Stated problem.
Find each line in the records below that contains the word "metal", and copy those lines out.

Task input.
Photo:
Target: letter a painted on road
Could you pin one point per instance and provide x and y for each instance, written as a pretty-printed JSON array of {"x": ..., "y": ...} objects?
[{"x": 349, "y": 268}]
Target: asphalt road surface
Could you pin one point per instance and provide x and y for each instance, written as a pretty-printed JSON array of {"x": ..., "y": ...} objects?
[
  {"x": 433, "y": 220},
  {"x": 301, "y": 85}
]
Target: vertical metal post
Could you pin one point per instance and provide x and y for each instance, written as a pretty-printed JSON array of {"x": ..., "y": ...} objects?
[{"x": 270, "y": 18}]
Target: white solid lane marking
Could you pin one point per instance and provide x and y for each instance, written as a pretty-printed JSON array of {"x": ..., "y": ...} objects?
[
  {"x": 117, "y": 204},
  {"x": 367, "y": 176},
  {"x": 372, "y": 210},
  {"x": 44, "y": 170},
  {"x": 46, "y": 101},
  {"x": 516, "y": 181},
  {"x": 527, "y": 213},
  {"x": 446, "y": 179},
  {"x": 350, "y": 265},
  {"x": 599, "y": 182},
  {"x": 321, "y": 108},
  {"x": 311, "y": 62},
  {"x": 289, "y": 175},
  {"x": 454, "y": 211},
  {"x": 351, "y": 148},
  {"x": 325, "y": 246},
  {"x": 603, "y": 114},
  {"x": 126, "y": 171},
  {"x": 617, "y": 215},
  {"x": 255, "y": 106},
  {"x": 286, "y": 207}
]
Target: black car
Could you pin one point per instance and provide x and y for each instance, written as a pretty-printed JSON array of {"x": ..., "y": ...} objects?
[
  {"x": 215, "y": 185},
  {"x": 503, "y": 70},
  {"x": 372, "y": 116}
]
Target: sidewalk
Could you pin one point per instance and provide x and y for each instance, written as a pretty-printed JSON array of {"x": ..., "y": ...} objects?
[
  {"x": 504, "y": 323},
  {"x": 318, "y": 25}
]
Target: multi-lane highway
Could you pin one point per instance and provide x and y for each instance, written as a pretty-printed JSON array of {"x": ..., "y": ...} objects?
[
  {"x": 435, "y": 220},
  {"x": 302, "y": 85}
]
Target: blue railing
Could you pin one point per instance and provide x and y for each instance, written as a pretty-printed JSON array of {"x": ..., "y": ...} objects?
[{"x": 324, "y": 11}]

...

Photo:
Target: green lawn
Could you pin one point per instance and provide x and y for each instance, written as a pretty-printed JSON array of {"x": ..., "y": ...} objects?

...

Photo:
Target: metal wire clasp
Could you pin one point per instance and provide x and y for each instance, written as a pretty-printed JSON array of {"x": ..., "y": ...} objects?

Exercise solution.
Target: vertical metal post
Target: metal wire clasp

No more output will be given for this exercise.